# TEXTAUSZUG:
====================

Quo vadis Russland? Erst eine Niederlage in der Ukraine öffnet die Chance auf Erneuerung
Es wird Zeit, über ein Russland nach Putin nachzudenken. Mit einer Niederlage in der Ukraine werden sich auch die Verhältnisse im Land ändern. Ob zum Besseren oder Schlechteren, ist offen. Ohne Abschied vom imperialen Wahn bleibt Russland im ewigen Teufelskreis von Kriegspolitik und autoritärer Herrschaft.
Memorial, die älteste und wichtigste Menschenrechtsorganisation Russlands, bekommt endlich den längst überfälligen Friedensnobelpreis. In die Genugtuung mischt sich Bitterkeit. Die Auszeichnung kommt zu einer Zeit, da Russland sich mit Lichtgeschwindigkeit in eine finstere Kriegsdiktatur verwandelt hat. Memorial ist von Gerichts wegen aufgelöst, seine Gebäude beschlagnahmt, die Konten gesperrt. Welch ein Absturz gegenüber dem hoffnungsvollen Beginn von 1987, in der Periode von »Glasnost und Perestroika«. Noch hatte die Sowjetunion Bestand, aber die Freiräume weiteten sich, um die Vergangenheit aufzuarbeiten und über die Zukunft nachzudenken. Memorial schlug die Brücke zwischen der alten sowjetischen Dissidenz und einer neuen Generation von Historikern und Menschenrechtlern. Erster Vorsitzender war der legendäre Andrej Sacharow.
Ich kam 1997 über die Heinrich-Böll-Stiftung mit Memorial in Kontakt. Daraus wurden 25 Jahre freundschaftlicher Zusammenarbeit. Wir redeten uns die Köpfe heiß und schmiedeten Pläne. Über allem lag eine gemeinsame Erwartung: Demokratie in Russland ist möglich, der Weg in ein gemeinsames Europa ist offen. Der Kontrast zu heute könnte kaum größer sein.
Putins »gelenkte Demokratie« war Tarnung
Die Ernüchterung kam nicht über Nacht. Spätestens ab 2005, dem Beginn der zweiten Amtsperiode Putins, befanden sich die freiheitlichen Geister Russlands wieder in der Defensive. Putins »gelenkte Demokratie« war nur ein Tarnwort für die autoritäre Restauration. Geheimdienstkader besetzten Schlüsselpositionen in Staat und Wirtschaft, die Rückkehr zu einer staatlich kontrollierten Ökonomie war in vollem Gange. Ein Schlüsselereignis war die Verhaftung Michail Chodorkowskis und die Zerschlagung des Yukos-Konzerns im Jahr 2003. Wer zu unabhängig war, wurde ausgeschaltet oder zum Kotau gezwungen.

====================

# AUFGABEN:
- 1) Weshalb mischt sich laut Textauszug Bitterkeit in die Genugtuung über den Friedensnobelpreis für Memorial? Antworte in ein bis drei Sätzen.
- 2) Nenne jede Jahreszahl, die im Textauszug vorkommt, zusammen mit dem Ereignis, das der Text ihr zuordnet.

====================

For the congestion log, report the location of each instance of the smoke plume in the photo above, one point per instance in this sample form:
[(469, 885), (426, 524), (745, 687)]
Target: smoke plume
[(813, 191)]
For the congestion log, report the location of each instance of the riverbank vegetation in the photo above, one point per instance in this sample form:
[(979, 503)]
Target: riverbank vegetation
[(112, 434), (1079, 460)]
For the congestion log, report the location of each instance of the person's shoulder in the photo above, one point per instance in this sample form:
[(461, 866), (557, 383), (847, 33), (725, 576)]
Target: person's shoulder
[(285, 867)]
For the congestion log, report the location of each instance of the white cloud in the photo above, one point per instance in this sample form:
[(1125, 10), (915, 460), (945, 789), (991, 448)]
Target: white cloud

====================

# ERWARTETE ERGEBNISSE:
- 1) Die Auszeichnung kommt zu einer Zeit, in der sich Russland mit Lichtgeschwindigkeit in eine finstere Kriegsdiktatur verwandelt hat. Memorial selbst ist von Gerichts wegen aufgelöst, seine Gebäude sind beschlagnahmt und die Konten gesperrt.

- 2)
- 1987: hoffnungsvoller Beginn von Memorial in der Periode von »Glasnost und Perestroika«
- 1997: Kontakt mit Memorial über die Heinrich-Böll-Stiftung
- 2005: Beginn der zweiten Amtsperiode Putins, ab der sich die freiheitlichen Geister Russlands spätestens wieder in der Defensive befanden
- 2003: Verhaftung Michail Chodorkowskis und Zerschlagung des Yukos-Konzerns